# EXTRACTED TEXT
----------

Under Armour (NYSE:UAA) (NYSE:UA) stock has delivered spectacular returns for investors over the long term. Shares of the high-growth sports apparel company have gained nearly 335% in the last five years, more than quadrupling the S&P 500's 82% gain in the same period.
However, past performance is no guarantee of future returns. Under Armour stock is currently priced at a considerable premium, not only versus the broad market, but also in comparison to other companies in the industry, such as Nike (NYSE:NKE), Adidas (NASDAQOTH:ADDYY), and lululemon athletica (NASDAQ:LULU).
This raises an important question for investors: Does the company deserve such a valuation premium, or is Under Armour stock overvalued at current prices?
An expensive price tag
Wall Street analysts are on average expecting Under Armour to make $0.58 in earnings per share during 2016. Based on those assumptions, the stock is trading at price-to-earnings ratio above 70. As a frame of reference, the average company in the S&P 500 index trades at a P/E around 19.4.
Sports apparel is a particularly strong niche in the consumer sector. Global consumers are increasingly conscious about the importance of a healthy lifestyle, and this is driving demand in the segment. Additionally, athleisure is a big trend in the fashion business nowadays, meaning that clothing designed for athletic activities is worn in all kinds of settings.
Powerful brands such as Nike, Adidas, Lululemon, and Under Armour are the leading beneficiaries from growing demand in the sports apparel business, which is being reflected in attractive financial performance and above-average valuation ratios for these companies. Still, Under Armour is also trading at a premium versus other players in the sector.
Nike stock trades at a P/E around 27, Adidas is in the neighborhood of 34, and Lululemon trades at a P/E around 41. In a nutshell, Under Armour is not only trading at a premium versus the overall market, but also at a considerably higher valuation than other companies in the sports clothing business.
The price of growth
Valuation ratios should always be interpreted in their due context, and companies with higher growth rates deserve higher valuations. All else the same, the faster the growth rate in earnings, the higher the price investors should be willing to pay for every dollar of current earnings.
Under Armour is clearly firing on all cylinders: The company has increased sales at more than 20% annually over the last 24 consecutive quarters. This kind of performance is quite exceptional in the challenging consumer sector, and Under Armour is leaving the competition in the dust.
The following chart compares revenue growth for Under Armour, Nike, Adidas, and Lululemon over the last five years. An image is worth a thousand words, and this graph is telling a clear story.

----------

# MATERIAL FOR THIS EXERCISE
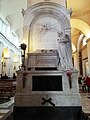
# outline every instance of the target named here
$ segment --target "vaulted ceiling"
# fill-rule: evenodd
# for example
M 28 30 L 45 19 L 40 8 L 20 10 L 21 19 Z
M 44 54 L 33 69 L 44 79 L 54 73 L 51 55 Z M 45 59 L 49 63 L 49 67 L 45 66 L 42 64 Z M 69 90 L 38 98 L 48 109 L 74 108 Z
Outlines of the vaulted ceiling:
M 22 8 L 27 9 L 27 0 L 0 0 L 0 16 L 10 23 L 11 30 L 16 32 L 20 39 L 23 34 Z M 71 35 L 77 46 L 81 33 L 90 38 L 90 0 L 67 0 L 67 9 L 72 9 Z M 8 24 L 7 23 L 7 24 Z

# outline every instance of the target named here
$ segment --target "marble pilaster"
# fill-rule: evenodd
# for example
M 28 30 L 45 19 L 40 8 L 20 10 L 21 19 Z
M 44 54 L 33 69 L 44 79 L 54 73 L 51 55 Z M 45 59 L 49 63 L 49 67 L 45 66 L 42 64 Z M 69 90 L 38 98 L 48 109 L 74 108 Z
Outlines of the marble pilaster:
M 88 54 L 88 64 L 89 64 L 89 73 L 90 73 L 90 39 L 87 40 L 87 54 Z

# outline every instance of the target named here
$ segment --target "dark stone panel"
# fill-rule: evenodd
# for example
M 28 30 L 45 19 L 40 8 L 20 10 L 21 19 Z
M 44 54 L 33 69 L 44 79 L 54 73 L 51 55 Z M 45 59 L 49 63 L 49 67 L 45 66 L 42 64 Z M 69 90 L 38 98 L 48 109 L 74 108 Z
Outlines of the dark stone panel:
M 62 91 L 62 76 L 32 76 L 32 91 Z
M 13 120 L 81 120 L 77 107 L 14 107 Z

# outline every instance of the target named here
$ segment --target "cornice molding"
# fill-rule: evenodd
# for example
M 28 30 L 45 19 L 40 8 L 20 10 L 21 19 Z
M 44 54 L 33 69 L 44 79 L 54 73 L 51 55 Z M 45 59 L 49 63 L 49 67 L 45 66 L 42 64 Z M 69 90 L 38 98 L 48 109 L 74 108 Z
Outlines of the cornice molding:
M 79 11 L 76 11 L 76 12 L 72 12 L 71 17 L 75 18 L 75 17 L 82 17 L 82 16 L 85 16 L 85 15 L 90 15 L 90 8 L 79 10 Z

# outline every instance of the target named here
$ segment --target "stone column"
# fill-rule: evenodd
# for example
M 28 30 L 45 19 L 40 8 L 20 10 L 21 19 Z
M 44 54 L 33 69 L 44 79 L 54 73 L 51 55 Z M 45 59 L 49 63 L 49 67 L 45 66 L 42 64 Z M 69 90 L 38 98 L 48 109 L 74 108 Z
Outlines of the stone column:
M 3 43 L 0 42 L 0 74 L 2 74 L 2 63 L 1 63 L 1 60 L 2 60 L 2 50 L 3 50 Z
M 90 39 L 87 40 L 87 54 L 88 54 L 88 64 L 89 64 L 89 73 L 90 73 Z
M 9 68 L 9 77 L 13 77 L 13 69 L 14 69 L 14 67 L 13 67 L 13 58 L 14 58 L 14 51 L 11 49 L 10 50 L 10 68 Z
M 75 52 L 73 54 L 73 57 L 74 57 L 74 68 L 79 70 L 79 64 L 78 64 L 78 52 Z

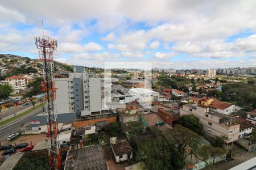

----------

# EXERCISES TO COMPLETE
1 > Turn the stretch of the entries from their first line through the line containing "Outlines of the vaulted" into a Markdown table with the columns Row and Line, numbering each row and skipping blank lines. Keep the pictures out of the table.
2 > Carry on the article about Under Armour's stock valuation from the point where it stops.

# EXERCISE RESPONSES
1 >
| Row | Line |
|---|---|
| 1 | # outline every instance of the target named here |
| 2 | $ segment --target "vaulted ceiling" |
| 3 | # fill-rule: evenodd |
| 4 | # for example |
| 5 | M 28 30 L 45 19 L 40 8 L 20 10 L 21 19 Z |
| 6 | M 44 54 L 33 69 L 44 79 L 54 73 L 51 55 Z M 45 59 L 49 63 L 49 67 L 45 66 L 42 64 Z M 69 90 L 38 98 L 48 109 L 74 108 Z |
| 7 | Outlines of the vaulted ceiling: |

2 >
Judging by recent financial reports, the four companies are doing remarkably well, but Under Armour remains ahead of its peers. Nike registered a 6% increase in revenue last quarter, while sales in constant currency terms grew 9%. Adidas reported a 17% increase in revenue, and net revenue at Lululemon also grew 17% year over year. As for Under Armour, total revenue grew by a much more vigorous 30% in the first quarter of 2016.
Under Armour is well positioned for sustained growth going forward, and international markets look like a big opportunity for the company. International sales grew 56% in U.S. dollars and 65% in constant currency last quarter, amounting to 14% of total revenue. Management intends to make 18% of revenue from overseas by 2020, and bigger competitors such as Nike generate nearly 50% of sales internationally. This shows that Under Armour still has significant room for international growth in the years ahead.
In terms of categories, footwear is particularly strong. Footwear revenue grew 64% in the first quarter of 2016 on the back of booming demand for the Curry Two signature basketball shoe. Under Armour is also making big inroads in connected fitness: The company's platforms feature over 160 million registered users, and more than 100,000 users are logging in everyday.
The Foolish bottom line
The main reason why Under Armour stock trades at a considerable premium versus the competition is because the company is materially outperforming other players in the business, and it still has substantial room for expansion going forward. As long as management keeps executing well and producing extraordinary financial performance for investors, the company will probably keep trading at above-average ratios, and this should be no reason for concern among Under Armour investors.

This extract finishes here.